#### Directions for this task:
Count the lines below that contain the string "item". Case counts. Reply with the number alone.

#### Data in this exercise:

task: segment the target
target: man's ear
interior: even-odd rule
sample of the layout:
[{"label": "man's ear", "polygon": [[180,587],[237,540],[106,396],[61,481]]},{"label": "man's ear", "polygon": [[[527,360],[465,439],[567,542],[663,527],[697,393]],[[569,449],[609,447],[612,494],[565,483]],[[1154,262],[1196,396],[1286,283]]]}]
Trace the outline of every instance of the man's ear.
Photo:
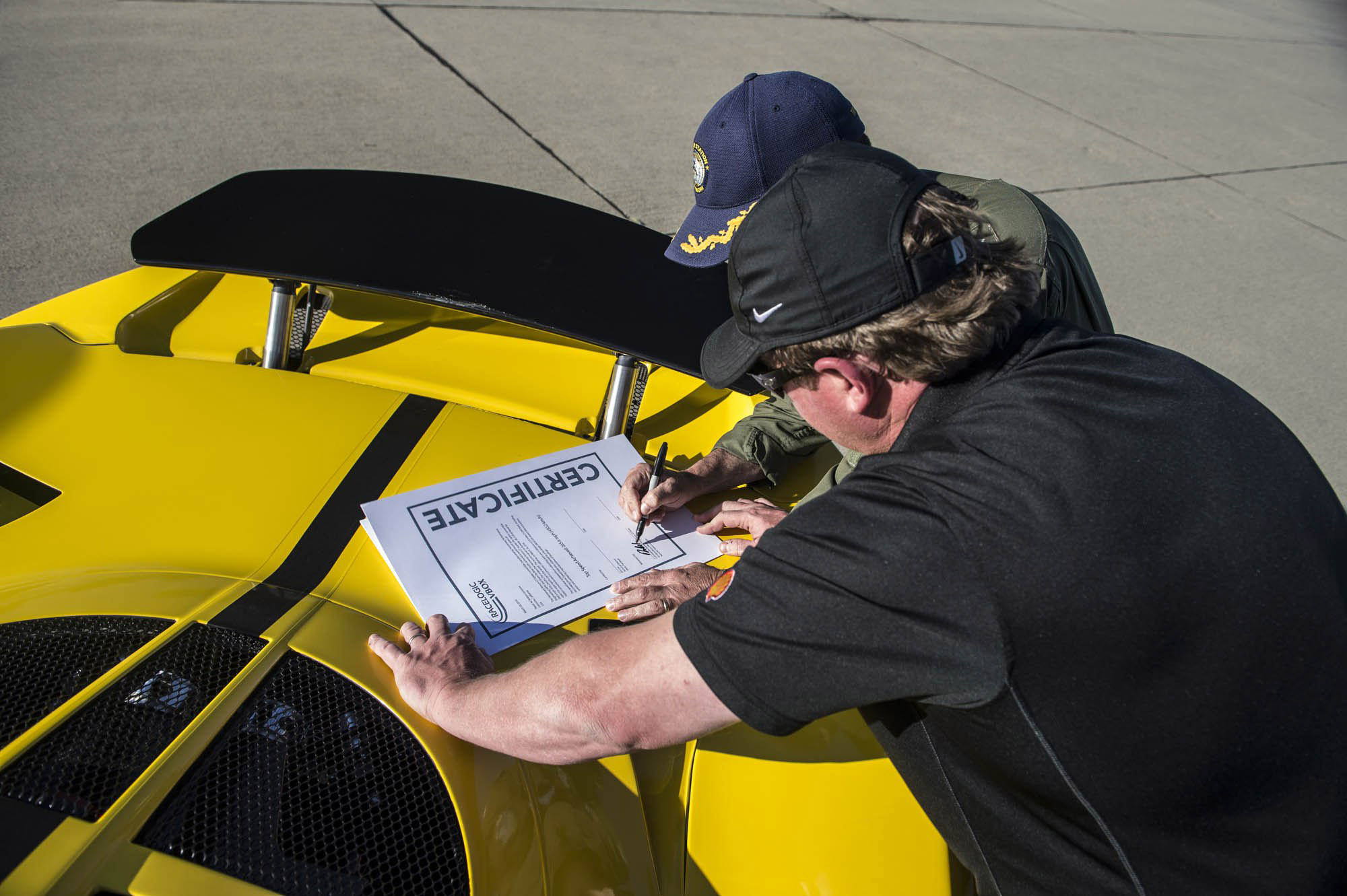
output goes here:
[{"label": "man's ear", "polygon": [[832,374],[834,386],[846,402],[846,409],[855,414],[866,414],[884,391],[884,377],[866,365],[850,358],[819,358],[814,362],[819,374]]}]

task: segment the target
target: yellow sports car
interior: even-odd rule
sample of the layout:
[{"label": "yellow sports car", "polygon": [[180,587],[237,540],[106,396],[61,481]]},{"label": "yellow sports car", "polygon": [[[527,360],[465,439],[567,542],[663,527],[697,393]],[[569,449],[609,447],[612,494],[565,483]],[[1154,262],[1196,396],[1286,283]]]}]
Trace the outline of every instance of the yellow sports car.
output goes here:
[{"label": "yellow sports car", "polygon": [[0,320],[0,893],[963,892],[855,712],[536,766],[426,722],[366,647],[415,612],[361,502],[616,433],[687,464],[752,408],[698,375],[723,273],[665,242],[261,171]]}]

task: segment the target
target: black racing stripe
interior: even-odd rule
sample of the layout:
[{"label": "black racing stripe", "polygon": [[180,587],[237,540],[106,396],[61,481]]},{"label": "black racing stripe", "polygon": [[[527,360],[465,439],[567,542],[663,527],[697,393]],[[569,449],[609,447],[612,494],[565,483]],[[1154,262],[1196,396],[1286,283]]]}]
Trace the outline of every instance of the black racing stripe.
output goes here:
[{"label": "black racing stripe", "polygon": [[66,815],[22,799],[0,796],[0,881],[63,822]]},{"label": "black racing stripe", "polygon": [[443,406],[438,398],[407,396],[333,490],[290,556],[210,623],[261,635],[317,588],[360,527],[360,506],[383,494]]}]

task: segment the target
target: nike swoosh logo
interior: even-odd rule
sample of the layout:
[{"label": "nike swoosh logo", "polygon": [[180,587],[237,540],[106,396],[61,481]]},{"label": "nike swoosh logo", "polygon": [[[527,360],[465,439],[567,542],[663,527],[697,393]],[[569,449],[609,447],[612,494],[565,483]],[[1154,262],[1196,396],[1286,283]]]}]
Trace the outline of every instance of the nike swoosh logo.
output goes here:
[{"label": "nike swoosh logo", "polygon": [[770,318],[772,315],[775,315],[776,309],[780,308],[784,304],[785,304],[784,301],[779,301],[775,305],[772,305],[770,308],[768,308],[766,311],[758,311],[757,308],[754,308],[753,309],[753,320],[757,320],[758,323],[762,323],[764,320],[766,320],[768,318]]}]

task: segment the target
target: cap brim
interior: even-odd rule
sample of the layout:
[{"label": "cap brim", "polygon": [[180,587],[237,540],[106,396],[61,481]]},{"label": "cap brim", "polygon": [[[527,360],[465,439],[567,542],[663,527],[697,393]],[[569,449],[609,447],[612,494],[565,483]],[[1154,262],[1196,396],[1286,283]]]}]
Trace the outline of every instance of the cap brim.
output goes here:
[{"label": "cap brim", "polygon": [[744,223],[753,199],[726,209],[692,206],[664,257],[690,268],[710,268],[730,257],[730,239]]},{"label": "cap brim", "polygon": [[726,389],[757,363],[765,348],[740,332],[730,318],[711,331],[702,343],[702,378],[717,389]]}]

* * *

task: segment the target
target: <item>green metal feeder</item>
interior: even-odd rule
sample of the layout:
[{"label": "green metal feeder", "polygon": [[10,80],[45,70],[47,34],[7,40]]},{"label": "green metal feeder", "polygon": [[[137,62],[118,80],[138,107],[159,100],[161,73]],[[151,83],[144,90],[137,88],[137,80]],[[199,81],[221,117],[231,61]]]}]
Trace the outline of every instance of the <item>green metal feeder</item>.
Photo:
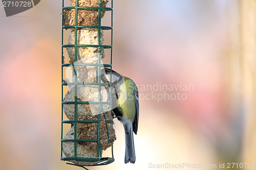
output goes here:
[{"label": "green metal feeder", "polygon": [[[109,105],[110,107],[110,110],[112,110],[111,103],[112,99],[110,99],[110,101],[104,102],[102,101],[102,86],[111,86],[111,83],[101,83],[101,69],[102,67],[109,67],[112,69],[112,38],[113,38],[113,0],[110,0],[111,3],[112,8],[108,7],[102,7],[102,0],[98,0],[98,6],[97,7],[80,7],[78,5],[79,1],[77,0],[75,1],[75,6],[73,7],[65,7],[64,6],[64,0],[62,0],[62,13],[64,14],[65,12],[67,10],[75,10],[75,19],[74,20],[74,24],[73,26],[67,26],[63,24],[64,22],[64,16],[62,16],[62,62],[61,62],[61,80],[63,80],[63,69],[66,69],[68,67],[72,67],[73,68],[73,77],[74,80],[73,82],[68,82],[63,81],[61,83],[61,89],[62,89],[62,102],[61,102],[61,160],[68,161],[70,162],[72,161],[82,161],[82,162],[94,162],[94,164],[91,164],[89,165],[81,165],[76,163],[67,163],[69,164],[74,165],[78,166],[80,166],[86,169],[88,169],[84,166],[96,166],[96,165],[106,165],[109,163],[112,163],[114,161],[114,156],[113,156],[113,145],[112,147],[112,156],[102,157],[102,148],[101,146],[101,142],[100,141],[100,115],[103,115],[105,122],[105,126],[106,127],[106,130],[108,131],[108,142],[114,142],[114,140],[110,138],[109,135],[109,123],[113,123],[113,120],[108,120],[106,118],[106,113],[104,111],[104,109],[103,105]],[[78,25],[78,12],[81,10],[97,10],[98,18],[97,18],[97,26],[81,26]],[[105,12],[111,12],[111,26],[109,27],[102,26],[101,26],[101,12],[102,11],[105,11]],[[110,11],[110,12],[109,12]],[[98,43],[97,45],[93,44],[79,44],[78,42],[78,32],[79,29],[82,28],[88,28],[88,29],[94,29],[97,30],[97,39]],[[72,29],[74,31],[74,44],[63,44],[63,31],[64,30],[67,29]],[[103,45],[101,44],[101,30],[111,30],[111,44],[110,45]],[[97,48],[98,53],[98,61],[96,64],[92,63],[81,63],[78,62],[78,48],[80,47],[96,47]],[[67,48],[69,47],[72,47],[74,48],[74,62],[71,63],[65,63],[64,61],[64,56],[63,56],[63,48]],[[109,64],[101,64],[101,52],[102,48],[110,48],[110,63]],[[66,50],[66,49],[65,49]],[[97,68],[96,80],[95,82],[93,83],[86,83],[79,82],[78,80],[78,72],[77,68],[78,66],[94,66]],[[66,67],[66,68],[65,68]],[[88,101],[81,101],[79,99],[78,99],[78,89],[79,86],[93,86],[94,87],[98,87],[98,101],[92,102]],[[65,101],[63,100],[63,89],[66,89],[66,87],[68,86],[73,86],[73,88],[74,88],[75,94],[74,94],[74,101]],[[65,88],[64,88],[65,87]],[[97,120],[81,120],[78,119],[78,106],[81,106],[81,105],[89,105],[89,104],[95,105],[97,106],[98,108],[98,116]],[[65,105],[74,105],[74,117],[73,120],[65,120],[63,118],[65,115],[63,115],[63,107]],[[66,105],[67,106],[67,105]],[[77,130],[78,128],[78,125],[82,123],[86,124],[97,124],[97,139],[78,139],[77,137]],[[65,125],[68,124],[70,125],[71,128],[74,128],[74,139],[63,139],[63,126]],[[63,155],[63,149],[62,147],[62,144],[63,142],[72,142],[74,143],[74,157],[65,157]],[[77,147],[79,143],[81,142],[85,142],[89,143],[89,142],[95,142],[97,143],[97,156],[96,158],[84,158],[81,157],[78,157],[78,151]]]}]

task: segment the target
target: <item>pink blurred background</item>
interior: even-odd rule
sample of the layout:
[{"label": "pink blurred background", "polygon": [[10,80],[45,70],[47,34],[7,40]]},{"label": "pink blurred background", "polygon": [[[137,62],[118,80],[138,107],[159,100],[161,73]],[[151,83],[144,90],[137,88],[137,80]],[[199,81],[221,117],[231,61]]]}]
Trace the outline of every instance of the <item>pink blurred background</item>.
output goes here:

#### Response for this exercise:
4